▶ What you will do: Return each line of the listing that has the word "clicks" in it.

===============

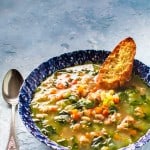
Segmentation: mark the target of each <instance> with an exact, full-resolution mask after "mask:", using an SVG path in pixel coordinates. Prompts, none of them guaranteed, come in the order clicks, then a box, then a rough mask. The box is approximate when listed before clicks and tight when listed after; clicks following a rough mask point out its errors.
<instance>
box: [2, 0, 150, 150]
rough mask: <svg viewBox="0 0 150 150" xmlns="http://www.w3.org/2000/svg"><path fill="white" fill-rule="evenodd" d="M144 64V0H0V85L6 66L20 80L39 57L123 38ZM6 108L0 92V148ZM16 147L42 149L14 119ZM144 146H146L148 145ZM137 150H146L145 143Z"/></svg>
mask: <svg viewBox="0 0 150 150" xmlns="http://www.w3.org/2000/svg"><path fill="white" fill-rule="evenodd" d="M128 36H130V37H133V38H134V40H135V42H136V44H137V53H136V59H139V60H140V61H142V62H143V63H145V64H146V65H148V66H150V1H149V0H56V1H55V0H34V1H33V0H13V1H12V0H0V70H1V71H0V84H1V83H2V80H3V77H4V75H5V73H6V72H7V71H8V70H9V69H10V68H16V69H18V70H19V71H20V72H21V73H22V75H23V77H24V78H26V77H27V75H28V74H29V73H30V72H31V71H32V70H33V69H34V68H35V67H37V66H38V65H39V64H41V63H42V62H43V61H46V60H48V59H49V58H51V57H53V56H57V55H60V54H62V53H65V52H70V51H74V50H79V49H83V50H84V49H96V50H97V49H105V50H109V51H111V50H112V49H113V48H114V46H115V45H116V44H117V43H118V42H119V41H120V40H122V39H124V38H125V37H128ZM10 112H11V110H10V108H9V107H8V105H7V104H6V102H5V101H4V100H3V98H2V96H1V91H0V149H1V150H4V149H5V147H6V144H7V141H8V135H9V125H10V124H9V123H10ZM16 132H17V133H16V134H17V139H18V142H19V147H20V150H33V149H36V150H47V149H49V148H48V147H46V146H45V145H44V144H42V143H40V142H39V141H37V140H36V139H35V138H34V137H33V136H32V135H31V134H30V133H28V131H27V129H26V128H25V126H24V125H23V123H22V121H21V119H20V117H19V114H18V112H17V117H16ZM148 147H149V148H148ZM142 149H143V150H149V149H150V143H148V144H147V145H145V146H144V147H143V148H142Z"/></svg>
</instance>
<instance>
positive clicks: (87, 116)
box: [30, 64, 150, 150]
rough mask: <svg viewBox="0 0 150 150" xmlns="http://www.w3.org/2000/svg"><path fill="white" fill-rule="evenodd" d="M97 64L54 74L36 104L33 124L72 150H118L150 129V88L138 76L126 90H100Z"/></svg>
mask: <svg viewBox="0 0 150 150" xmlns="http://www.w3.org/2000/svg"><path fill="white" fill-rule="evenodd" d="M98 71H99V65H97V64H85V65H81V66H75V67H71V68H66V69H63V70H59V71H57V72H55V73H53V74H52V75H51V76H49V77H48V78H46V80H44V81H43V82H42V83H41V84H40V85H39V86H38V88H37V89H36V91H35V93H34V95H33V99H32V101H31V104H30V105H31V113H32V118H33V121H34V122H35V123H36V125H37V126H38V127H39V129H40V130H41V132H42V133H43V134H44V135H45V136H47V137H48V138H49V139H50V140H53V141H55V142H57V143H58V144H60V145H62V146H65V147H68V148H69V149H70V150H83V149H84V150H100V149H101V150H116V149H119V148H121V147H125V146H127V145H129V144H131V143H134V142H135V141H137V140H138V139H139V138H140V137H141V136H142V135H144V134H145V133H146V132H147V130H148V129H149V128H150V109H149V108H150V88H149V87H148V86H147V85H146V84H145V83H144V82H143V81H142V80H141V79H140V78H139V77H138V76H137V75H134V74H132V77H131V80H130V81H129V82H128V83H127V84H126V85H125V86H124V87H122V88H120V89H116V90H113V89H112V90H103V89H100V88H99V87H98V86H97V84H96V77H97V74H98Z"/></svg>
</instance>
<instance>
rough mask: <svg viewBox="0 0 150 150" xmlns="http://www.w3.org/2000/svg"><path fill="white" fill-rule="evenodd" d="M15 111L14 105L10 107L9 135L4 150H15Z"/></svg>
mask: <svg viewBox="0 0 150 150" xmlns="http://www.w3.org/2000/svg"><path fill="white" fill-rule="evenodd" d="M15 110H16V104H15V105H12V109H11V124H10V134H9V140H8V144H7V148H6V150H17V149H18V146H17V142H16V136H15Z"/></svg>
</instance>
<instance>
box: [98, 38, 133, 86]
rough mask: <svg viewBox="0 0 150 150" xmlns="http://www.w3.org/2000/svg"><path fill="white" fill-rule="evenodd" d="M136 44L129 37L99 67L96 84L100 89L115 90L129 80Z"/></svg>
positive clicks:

===============

▶ Completed task:
Segmentation: mark the target of each <instance> with an exact, full-resolution mask after "mask:", using an SVG path in pixel coordinates. Prompts, none of them guaranteed, come in the order clicks, then a box, then a rough mask. The box is approximate when listed before clicks and tight when listed after; clicks following a rough mask point out its errors.
positive clicks: (87, 116)
positive clicks:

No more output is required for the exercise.